-- 指示 1 --
戦い方についてのコラムで、筆者がビジネスや企画をする人と話す機会が多くなったのはいつ頃からだと書かれていますか。
-- 指示 2 --
戦い方についてのコラムの続きを、最後の文の直後から書いてください。

--- 提示された抜粋 ---

新・薄口コラム(@Nuts_aki)

こっちが本物(笑)アメブロでやっている薄口コラムから本格移行します。



相棒論〜個人の得意な戦い方と、組織の戦力を最大化する組み合わせ〜

年末あたりからビジネスや企画をする人と話をする機会が多くあり、「戦い方」について頻繁に考えています。

何かに成功する人は自分の得意な戦い方を持っているように思うのです。

またそれを組織レベルで考えたとき、違った戦い方を持っている人同士が手を組んだときにその力が何倍にも膨れ上がっているように感じることがあります。

この辺が最近少しずつ体系化することができてきたので、一度まとめてみたいと思います。

性格別、得意な戦い方4分類

僕は戦い方について分野を問わず次の4パターンがあると考えています。

--- 提供資料 ---

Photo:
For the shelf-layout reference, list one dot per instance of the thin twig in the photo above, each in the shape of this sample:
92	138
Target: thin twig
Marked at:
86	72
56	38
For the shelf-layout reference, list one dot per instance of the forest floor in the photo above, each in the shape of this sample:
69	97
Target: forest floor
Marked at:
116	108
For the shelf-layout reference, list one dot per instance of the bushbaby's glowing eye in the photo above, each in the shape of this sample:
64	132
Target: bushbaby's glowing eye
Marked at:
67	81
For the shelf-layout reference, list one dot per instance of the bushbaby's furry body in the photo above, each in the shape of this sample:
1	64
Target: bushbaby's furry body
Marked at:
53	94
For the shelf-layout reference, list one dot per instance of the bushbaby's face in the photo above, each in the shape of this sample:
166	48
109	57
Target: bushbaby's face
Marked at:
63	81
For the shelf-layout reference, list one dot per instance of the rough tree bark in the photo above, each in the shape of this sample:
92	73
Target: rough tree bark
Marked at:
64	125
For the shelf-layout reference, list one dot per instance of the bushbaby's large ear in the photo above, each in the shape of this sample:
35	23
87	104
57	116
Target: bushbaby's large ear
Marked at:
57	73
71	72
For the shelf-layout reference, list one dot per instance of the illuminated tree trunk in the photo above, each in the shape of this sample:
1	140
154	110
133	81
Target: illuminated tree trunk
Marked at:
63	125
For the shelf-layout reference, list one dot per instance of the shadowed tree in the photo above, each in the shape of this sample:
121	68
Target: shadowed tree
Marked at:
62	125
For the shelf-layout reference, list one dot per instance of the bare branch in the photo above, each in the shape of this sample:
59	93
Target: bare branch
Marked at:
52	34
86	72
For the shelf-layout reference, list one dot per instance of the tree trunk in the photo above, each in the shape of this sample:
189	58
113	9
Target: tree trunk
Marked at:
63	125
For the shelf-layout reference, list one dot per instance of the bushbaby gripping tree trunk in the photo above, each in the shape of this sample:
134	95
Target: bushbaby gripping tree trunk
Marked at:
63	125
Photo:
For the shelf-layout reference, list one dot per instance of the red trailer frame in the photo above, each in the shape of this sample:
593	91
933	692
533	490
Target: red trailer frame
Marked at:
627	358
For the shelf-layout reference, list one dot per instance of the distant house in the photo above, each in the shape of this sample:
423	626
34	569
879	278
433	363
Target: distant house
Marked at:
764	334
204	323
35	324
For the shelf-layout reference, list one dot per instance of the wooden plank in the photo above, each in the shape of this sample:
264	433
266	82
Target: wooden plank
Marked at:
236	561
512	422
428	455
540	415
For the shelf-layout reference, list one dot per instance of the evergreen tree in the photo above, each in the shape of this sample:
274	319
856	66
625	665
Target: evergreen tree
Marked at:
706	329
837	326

---

-- 回答欄 1 --
年末あたりからです。

-- 回答欄 2 --
 ①とにかく手数とスピードで勝負をするタイプ

②仲間やオーディエンスを巻き込んで空気感を作って勝負をするタイプ

③自分の持っている技の完成度を極めることによって勝負をするタイプ

④差別化とレバレッジによって勝負をするタイプ

 ①に該当する人はとにかくアイディアをすぐに行動に移します。

そして、ライバルに負けないように次々と手数を打って相手に競り勝っていくのが得意なタイプです。

闘争心の高い人に多い戦い方であると言えるでしょう。

②の周り巻き込んで戦うタイプは、カリスマや仕切るのが得意な人に多く見られる傾向です。

自分1人の実力で戦おうとするのではなく、周囲を巻き込んで、そこに空気感を作ることによって勝ちを勝ち取ります。

③の自分の技術力で勝負をしようとする人は職人やアーティスト気質の人によく見られる戦い方です。

自分の持っているスキルや知識を誰にも真似できないレベルまで高めることによって人に勝とうとするタイプここに該当します。

最後の④ですが、ここに該当する人はルールや仕組みを深く分析することによって自分が勝ちやすいフィールドを作ることに長けた人たちです。

研究者のようなタイプがここに該当する場合が多いといえます。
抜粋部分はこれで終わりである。